What is asked - In each entry below, change "green grass" to "lawn grass" and write out the lines again with everything else unchanged. Leave the pictures out of your answer.

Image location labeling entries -
-- begin --
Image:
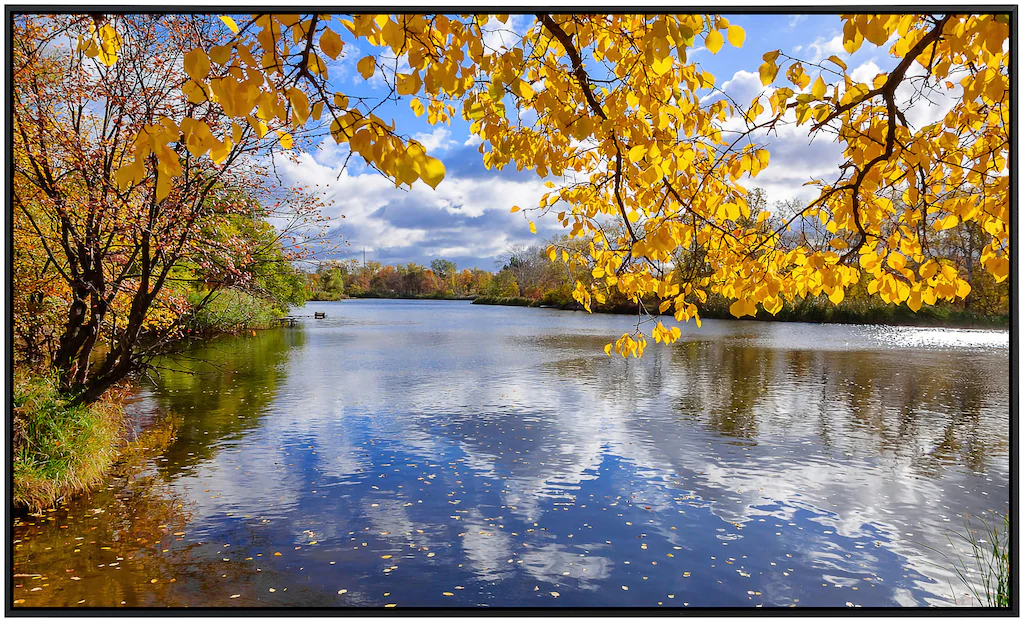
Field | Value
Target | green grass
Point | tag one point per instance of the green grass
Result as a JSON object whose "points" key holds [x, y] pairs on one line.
{"points": [[986, 573], [58, 450]]}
-- end --
Output below -
Image:
Field | Value
Target | lawn grass
Point | tag one point per instance of the lawn grass
Result as a JSON object whose "points" key holds [x, y] pairs on one line.
{"points": [[986, 573], [58, 450]]}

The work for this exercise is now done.